### RECORDS PROVIDED
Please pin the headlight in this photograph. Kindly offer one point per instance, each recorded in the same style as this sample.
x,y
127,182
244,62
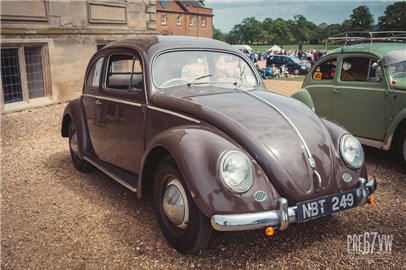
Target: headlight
x,y
351,151
236,171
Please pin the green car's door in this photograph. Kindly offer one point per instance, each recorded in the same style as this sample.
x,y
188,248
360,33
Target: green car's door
x,y
320,85
359,97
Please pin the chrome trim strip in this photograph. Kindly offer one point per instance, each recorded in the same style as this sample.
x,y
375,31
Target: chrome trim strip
x,y
114,100
173,113
310,158
281,217
119,180
347,87
377,144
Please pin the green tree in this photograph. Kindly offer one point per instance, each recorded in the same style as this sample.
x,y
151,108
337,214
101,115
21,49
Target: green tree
x,y
301,29
394,18
361,19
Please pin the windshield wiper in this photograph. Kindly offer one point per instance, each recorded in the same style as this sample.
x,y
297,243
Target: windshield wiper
x,y
198,78
240,78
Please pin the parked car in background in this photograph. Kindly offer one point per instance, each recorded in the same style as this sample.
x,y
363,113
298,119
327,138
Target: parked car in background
x,y
362,86
189,119
292,63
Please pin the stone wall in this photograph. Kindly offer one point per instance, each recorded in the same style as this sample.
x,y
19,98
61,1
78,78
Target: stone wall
x,y
69,32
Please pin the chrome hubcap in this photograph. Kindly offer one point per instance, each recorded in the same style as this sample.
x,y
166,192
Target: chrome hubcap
x,y
74,144
175,204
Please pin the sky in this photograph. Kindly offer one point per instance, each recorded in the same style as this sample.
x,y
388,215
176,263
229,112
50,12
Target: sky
x,y
228,13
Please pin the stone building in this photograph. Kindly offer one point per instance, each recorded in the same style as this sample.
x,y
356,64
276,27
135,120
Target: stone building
x,y
184,18
46,44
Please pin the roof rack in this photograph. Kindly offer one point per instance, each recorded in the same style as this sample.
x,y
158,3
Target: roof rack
x,y
351,38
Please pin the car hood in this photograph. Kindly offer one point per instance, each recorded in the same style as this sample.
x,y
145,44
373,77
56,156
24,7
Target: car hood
x,y
271,128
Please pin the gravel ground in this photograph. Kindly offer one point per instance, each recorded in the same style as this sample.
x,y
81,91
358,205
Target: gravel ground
x,y
53,217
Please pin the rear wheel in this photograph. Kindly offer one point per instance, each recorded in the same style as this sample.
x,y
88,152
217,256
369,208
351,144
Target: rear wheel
x,y
184,226
79,164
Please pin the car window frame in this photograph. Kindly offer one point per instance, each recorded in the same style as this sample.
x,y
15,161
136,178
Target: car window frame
x,y
131,94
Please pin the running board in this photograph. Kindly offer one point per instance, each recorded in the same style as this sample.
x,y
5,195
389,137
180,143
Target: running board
x,y
127,180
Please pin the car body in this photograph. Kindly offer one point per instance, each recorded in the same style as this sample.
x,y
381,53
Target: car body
x,y
362,86
292,63
246,49
190,120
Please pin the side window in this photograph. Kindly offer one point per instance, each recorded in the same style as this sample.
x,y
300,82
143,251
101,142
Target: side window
x,y
93,77
360,69
124,72
325,71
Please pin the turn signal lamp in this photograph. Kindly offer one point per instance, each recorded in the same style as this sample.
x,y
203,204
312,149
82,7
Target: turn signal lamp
x,y
269,231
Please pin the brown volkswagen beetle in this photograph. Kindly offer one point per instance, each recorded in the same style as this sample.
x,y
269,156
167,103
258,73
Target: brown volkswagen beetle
x,y
190,120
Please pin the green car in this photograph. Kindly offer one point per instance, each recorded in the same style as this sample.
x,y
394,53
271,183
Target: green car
x,y
362,86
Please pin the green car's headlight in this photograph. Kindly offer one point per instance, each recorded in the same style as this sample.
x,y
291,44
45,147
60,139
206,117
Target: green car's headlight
x,y
351,151
236,171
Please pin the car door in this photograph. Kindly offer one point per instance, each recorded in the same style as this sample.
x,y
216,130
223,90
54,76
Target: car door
x,y
320,85
115,116
359,97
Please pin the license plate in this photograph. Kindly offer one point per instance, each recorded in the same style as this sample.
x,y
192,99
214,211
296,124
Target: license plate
x,y
325,206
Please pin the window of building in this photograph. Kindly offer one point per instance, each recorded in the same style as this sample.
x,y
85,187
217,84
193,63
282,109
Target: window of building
x,y
179,20
19,82
163,19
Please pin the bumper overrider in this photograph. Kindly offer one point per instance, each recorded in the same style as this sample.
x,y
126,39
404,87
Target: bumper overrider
x,y
281,217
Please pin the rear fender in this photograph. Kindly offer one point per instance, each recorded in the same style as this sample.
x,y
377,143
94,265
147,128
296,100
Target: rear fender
x,y
197,151
74,113
399,121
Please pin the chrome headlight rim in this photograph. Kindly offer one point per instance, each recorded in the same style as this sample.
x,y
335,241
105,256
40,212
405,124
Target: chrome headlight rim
x,y
244,185
344,154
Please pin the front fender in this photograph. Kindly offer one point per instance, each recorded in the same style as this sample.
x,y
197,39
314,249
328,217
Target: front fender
x,y
304,96
197,151
400,117
74,113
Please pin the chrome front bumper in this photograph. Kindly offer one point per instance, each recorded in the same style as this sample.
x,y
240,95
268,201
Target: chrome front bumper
x,y
282,217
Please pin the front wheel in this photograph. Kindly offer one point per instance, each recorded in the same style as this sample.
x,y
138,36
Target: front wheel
x,y
184,226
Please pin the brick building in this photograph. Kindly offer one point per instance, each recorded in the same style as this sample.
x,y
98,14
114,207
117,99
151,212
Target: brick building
x,y
184,18
46,44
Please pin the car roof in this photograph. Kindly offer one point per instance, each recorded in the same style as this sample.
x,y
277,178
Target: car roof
x,y
377,49
153,44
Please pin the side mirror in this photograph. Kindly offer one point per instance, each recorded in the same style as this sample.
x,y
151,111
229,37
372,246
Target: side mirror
x,y
375,65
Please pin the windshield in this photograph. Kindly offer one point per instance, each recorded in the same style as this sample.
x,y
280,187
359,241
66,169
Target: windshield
x,y
202,67
398,70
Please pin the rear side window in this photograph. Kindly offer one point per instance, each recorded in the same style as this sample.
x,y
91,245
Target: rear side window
x,y
93,77
325,71
124,72
360,69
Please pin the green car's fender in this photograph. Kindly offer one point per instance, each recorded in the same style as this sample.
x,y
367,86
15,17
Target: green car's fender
x,y
399,121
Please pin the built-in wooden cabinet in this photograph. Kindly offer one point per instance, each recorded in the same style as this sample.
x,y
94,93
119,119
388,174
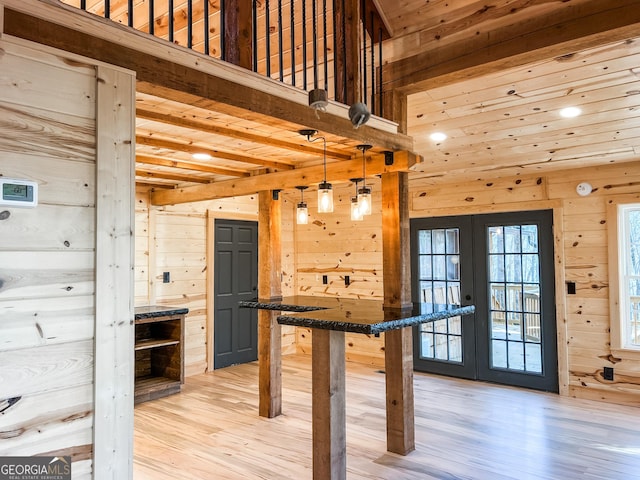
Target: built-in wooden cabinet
x,y
159,351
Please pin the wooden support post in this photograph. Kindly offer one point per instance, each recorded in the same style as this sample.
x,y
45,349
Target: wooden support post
x,y
398,363
237,33
269,288
397,295
347,59
395,240
328,404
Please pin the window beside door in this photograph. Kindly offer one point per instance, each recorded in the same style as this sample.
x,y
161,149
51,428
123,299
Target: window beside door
x,y
624,242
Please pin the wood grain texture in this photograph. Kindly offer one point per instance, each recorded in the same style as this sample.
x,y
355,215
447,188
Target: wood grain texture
x,y
114,331
47,257
328,406
463,430
269,287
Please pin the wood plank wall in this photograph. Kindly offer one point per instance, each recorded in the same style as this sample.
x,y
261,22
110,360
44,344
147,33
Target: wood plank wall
x,y
332,245
47,272
327,246
53,311
174,239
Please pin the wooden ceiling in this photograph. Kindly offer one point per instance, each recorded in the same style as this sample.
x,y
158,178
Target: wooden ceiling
x,y
508,123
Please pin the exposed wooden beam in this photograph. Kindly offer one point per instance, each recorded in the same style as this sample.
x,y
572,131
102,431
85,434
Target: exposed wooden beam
x,y
347,55
198,167
336,172
233,133
563,31
189,148
238,42
146,183
171,176
165,70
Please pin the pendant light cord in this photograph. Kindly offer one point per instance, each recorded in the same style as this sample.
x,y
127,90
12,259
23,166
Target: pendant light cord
x,y
324,153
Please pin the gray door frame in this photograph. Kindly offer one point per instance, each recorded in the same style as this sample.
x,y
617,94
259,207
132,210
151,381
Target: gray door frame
x,y
475,248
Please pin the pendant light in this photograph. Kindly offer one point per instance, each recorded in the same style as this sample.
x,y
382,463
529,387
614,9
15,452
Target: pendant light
x,y
364,194
356,214
325,190
302,214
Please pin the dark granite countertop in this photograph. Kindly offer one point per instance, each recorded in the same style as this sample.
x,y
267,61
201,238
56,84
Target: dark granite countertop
x,y
353,315
152,311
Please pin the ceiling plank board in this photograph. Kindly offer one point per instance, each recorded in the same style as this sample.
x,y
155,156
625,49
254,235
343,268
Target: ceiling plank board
x,y
565,30
171,176
199,167
183,147
156,116
336,172
165,70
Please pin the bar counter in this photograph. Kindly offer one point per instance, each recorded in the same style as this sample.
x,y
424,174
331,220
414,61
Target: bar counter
x,y
330,318
354,315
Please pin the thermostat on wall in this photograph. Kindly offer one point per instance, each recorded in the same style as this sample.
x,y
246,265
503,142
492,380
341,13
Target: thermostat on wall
x,y
18,193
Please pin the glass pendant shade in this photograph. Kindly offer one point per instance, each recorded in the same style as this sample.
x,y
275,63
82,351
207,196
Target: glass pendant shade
x,y
364,200
325,198
356,214
302,214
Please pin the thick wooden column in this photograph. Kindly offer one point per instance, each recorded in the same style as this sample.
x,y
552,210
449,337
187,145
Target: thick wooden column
x,y
328,405
269,288
395,240
347,58
238,33
397,295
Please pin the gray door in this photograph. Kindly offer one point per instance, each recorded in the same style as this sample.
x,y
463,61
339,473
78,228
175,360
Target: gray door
x,y
502,263
236,278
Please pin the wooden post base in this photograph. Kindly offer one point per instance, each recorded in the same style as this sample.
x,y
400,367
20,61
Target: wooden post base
x,y
328,404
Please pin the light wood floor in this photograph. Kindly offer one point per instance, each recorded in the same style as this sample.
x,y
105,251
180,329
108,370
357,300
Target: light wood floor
x,y
464,430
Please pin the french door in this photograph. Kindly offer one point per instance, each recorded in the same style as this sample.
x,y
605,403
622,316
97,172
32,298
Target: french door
x,y
502,264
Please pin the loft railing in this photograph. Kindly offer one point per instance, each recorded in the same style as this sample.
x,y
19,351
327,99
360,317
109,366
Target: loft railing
x,y
293,41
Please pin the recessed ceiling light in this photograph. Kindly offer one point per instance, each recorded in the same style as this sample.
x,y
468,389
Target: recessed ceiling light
x,y
438,136
570,112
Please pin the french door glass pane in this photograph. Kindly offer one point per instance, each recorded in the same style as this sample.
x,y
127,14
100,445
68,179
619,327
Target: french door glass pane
x,y
439,277
514,289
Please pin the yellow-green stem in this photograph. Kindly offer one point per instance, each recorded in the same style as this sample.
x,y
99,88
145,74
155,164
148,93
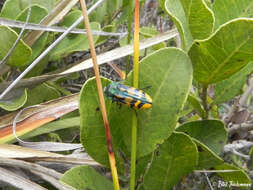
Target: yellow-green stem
x,y
129,28
133,151
101,98
135,84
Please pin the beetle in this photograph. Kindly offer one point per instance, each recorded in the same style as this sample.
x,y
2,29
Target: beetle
x,y
130,96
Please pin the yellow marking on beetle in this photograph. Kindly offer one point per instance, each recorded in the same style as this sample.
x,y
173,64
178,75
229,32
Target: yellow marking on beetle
x,y
137,103
146,106
148,98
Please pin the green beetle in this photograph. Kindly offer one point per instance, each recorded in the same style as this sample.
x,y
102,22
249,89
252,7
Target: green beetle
x,y
132,97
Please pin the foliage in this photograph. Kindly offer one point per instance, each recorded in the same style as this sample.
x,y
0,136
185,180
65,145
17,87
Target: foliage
x,y
186,128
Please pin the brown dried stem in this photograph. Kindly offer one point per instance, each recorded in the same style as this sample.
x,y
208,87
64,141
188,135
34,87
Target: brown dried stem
x,y
101,97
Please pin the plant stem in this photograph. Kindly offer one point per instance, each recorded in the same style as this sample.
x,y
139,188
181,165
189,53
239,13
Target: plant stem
x,y
129,28
133,151
101,98
204,100
135,84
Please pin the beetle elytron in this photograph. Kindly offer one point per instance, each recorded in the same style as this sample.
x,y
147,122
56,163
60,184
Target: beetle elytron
x,y
130,96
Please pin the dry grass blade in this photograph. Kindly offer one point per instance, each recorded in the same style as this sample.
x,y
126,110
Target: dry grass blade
x,y
45,113
111,155
30,26
47,174
87,64
37,60
54,16
18,181
5,59
48,146
28,154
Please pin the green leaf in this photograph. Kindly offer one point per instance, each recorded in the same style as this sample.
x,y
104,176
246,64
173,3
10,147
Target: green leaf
x,y
229,88
37,14
72,43
207,158
148,32
21,53
169,95
226,10
224,53
14,100
236,177
155,124
212,133
107,28
105,12
92,132
41,93
86,178
194,20
195,103
69,19
176,157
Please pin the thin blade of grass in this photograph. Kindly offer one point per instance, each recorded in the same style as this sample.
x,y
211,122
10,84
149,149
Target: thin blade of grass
x,y
101,98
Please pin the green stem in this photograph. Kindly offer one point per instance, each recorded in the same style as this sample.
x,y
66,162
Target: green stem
x,y
133,151
135,84
204,99
129,28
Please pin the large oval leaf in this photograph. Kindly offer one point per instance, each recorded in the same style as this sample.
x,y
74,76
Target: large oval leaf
x,y
207,158
229,88
189,24
176,157
237,179
210,132
224,53
226,10
170,83
154,125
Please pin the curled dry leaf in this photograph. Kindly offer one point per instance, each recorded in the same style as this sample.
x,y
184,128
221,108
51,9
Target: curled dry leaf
x,y
32,119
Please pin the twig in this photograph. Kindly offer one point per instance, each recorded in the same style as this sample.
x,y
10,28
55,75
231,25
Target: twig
x,y
5,59
101,98
41,56
30,26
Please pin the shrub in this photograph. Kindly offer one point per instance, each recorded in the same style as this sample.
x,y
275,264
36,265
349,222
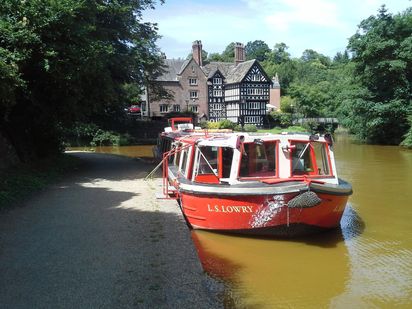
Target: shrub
x,y
250,128
226,124
105,138
213,125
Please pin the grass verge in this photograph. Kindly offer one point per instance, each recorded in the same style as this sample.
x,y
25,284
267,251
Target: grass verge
x,y
292,129
18,182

### EXERCISE DIRECTIONS
Please reproduce nothing but the lines from the one containing "Please pin the large" through the closing line of the listing, retyped word for word, pictures excluded.

### RESULT FOR THIS TASK
Please pin the large oval leaf in this photograph. Kindly offer one point per instance, each recorded in the same style as this sample.
x,y
74,76
Target: large oval leaf
x,y
207,158
229,88
189,24
176,157
237,179
210,132
224,53
226,10
170,83
154,125
Please pin the curled dry leaf in this photograph. Kindly offer one point per instance, each recorded in the same style as this sample.
x,y
184,128
221,108
51,9
Target: curled dry leaf
x,y
32,119
Please pin the twig in this photograph. Kindly offer one point per instance, each recorded in the same style as this sample.
x,y
10,28
55,75
231,25
Target: twig
x,y
5,59
101,98
41,56
30,26
Please pin the shrub in this photograph. Kindly offer one point per instance, each recorded in the same style as this sample.
x,y
275,264
36,265
349,222
Target: shrub
x,y
250,128
226,124
105,138
213,125
Please pin the grass verge in this photograph. Kindly offer one point per instance, each recorded in the same style as this sample.
x,y
25,284
267,251
Target: grass verge
x,y
292,129
18,182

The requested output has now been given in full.